(Referring expression data)
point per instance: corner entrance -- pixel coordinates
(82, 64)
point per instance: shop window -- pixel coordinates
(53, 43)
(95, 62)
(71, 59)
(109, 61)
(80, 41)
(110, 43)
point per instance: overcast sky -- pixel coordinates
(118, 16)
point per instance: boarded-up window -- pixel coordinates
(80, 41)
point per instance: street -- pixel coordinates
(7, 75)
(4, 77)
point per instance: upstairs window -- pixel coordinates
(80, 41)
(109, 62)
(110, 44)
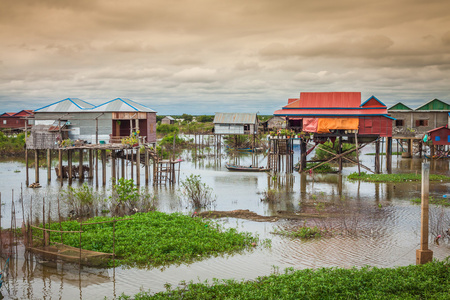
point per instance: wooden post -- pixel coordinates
(80, 166)
(69, 164)
(91, 163)
(123, 167)
(26, 168)
(389, 155)
(357, 153)
(303, 157)
(104, 166)
(377, 157)
(339, 152)
(60, 173)
(113, 166)
(146, 166)
(96, 167)
(138, 166)
(424, 255)
(49, 165)
(36, 165)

Assigned task – What you output must match the data exactly, apart from the pictures, which are left out.

Output below –
point per instance: corner entrance -- pixel coordinates
(82, 64)
point per instance: shop window -- pixel coordinates
(53, 43)
(95, 62)
(71, 59)
(109, 61)
(80, 41)
(110, 43)
point per instance: overcast sky -- pixel coordinates
(118, 16)
point per instance: boarded-up window -- pixel coordinates
(80, 41)
point per instance: street -- pixel coordinates
(7, 75)
(4, 77)
point per instance: upstairs window -- pixel coordinates
(80, 41)
(109, 62)
(110, 44)
point per instance: wooden post -- pixel coordinates
(80, 166)
(69, 164)
(91, 163)
(123, 167)
(26, 168)
(389, 155)
(357, 153)
(303, 157)
(104, 166)
(377, 157)
(339, 152)
(60, 173)
(113, 166)
(146, 166)
(96, 167)
(138, 166)
(424, 255)
(49, 165)
(36, 165)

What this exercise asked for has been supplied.